GPT-3 landed in June 2020 with 175 billion parameters — 100× larger than GPT-2 — trained on 300 billion tokens. This is the model that changed the industry. GPT-3 demonstrated few-shot learning: put a handful of input-output examples in the prompt, and the model generalizes to new inputs. No weight updates. Give it three sentiment-labeled reviews, and it correctly classifies the fourth. Give it five English-to-French translations, and it translates the sixth. The cost of training: an estimated $4.6 million.

GPT-4 arrived in March 2023. OpenAI stopped publishing architecture details, but the capabilities spoke for themselves: it processes images alongside text, passes the bar exam in the 90th percentile, writes sophisticated code, and follows complex multi-step instructions. There are credible reports it uses a mixture-of-experts architecture — multiple specialized sub-networks that activate selectively — though OpenAI hasn't confirmed this.

The pattern across these four generations is what matters most. GPT-1 proved pre-training works. GPT-2 proved zero-shot works. GPT-3 proved few-shot works. GPT-4 proved multimodal reasoning works. Each generation crossed a threshold that smaller models couldn't reach regardless of clever prompting or engineering.

In-Context Learning: The Prompt Is the Program

This is the capability that turned GPT from an interesting research result into a platform. You don't fine-tune the model. You don't update any weights. You write instructions and examples directly in the prompt, and the model follows them.

Let's return to our movie reviews. Here are three modes of prompting, each giving the model a different amount of guidance:

Zero-shot — describe the task, provide no examples:

Classify this movie review as positive, negative, or mixed.

Review: "The movie was dark but the ending was bright"
Sentiment:

The model has to figure out the task format and the answer from the description alone. With GPT-3 and larger models, this often works.

Few-shot — provide a handful of labeled examples first:

Classify each movie review.

"The acting felt flat and lifeless" → negative
"A bright and moving performance" → positive
"Flat acting ruined an otherwise bright script" → negative

"The movie was dark but the ending was bright" →

The model sees the pattern — reviews followed by labels — and continues it. This works remarkably well, even for tasks the model was never explicitly trained on.

Many-shot — with modern context windows stretching to 100K+ tokens, you can include dozens or hundreds of examples. Performance keeps climbing with more examples, sometimes approaching the accuracy of a fine-tuned BERT model.
^^^^^^^^^^^^^^^^
## Your instructions
Copy out the part of the GPT text that runs from "The pattern across" to "prompting or engineering.", word for word.

## Information supplied
^^^^^^^^^^^^^^^^
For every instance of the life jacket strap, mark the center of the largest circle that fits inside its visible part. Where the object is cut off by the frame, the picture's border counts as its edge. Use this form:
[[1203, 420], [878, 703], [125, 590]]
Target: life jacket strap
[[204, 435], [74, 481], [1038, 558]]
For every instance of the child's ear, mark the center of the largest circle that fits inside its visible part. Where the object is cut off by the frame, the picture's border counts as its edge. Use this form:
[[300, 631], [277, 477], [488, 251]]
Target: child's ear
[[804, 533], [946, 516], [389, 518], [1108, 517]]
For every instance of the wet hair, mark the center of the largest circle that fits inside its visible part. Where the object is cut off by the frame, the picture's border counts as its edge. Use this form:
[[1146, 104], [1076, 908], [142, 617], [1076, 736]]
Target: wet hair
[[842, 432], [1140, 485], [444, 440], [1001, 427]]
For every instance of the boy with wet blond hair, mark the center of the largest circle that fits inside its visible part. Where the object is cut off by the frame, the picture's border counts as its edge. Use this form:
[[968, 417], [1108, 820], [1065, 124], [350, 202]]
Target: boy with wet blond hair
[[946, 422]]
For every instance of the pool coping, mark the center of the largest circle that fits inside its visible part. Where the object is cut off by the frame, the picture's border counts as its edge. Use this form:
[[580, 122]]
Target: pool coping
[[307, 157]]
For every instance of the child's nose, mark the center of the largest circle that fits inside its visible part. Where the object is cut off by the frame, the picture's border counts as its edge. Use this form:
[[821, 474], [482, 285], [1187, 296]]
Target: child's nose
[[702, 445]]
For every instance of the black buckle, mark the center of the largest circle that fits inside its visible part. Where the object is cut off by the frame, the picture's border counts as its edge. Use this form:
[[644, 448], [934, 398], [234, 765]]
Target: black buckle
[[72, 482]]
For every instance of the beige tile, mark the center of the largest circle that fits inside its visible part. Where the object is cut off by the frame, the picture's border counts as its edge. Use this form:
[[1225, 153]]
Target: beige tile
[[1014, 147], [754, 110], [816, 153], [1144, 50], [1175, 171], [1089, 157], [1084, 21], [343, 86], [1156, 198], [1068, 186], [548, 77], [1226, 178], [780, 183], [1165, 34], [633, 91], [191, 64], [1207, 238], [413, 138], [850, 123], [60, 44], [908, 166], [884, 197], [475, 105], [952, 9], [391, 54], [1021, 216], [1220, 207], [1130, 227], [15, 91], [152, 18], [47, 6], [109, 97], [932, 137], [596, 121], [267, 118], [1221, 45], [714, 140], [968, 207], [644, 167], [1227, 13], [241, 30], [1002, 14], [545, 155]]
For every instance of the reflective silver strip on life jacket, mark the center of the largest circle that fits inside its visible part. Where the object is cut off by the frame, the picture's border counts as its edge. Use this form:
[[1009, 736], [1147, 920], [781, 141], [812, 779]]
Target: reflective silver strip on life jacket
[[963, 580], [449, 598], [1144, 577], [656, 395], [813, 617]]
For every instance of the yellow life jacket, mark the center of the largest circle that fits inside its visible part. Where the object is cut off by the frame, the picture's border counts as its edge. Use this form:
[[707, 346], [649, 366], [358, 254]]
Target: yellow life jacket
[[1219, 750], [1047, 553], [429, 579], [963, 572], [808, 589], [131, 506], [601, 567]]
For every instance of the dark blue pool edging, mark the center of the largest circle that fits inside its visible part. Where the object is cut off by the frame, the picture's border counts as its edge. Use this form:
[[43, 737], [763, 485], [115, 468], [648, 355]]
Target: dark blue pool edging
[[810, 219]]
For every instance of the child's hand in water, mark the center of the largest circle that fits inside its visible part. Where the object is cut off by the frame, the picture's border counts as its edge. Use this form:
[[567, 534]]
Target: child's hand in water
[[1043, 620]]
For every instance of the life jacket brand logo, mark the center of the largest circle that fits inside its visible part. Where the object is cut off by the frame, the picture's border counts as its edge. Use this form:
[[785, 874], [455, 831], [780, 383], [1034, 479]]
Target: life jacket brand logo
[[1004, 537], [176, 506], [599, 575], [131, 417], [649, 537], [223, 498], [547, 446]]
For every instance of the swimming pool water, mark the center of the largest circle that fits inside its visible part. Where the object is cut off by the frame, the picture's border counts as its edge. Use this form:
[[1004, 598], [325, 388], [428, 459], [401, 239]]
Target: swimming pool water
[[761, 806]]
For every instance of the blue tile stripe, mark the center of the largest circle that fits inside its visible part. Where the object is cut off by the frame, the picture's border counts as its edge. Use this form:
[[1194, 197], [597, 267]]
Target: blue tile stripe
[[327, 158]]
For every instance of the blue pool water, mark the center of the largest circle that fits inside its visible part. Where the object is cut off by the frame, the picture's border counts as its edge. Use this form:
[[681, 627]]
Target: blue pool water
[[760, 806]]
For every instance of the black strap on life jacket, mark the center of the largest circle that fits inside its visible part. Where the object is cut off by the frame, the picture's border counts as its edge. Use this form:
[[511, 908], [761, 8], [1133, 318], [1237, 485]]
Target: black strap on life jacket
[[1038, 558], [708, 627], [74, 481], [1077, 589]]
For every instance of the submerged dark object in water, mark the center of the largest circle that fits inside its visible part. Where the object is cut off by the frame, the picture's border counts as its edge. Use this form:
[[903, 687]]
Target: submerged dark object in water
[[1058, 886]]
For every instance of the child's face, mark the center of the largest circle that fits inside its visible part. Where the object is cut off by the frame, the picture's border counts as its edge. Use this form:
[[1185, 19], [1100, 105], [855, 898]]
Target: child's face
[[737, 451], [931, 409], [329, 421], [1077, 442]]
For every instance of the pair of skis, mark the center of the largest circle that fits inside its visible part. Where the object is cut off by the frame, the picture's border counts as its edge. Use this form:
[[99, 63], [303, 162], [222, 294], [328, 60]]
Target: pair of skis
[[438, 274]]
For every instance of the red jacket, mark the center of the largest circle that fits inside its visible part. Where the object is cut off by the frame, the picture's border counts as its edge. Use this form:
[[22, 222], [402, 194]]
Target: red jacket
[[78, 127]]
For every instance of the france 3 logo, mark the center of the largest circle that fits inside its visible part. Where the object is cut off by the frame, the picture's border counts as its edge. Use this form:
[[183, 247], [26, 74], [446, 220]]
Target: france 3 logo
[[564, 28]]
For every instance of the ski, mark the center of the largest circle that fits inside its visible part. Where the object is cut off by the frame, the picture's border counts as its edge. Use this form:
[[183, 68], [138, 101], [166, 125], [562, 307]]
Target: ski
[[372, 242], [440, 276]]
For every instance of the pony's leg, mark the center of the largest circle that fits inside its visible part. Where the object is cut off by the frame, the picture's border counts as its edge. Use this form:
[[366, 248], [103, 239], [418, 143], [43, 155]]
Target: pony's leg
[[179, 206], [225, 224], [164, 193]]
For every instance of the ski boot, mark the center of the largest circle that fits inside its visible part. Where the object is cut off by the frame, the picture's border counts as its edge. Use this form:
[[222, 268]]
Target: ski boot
^^^^^^^^^^^^^^^^
## Solution
The pattern across these four generations is what matters most. GPT-1 proved pre-training works. GPT-2 proved zero-shot works. GPT-3 proved few-shot works. GPT-4 proved multimodal reasoning works. Each generation crossed a threshold that smaller models couldn't reach regardless of clever prompting or engineering.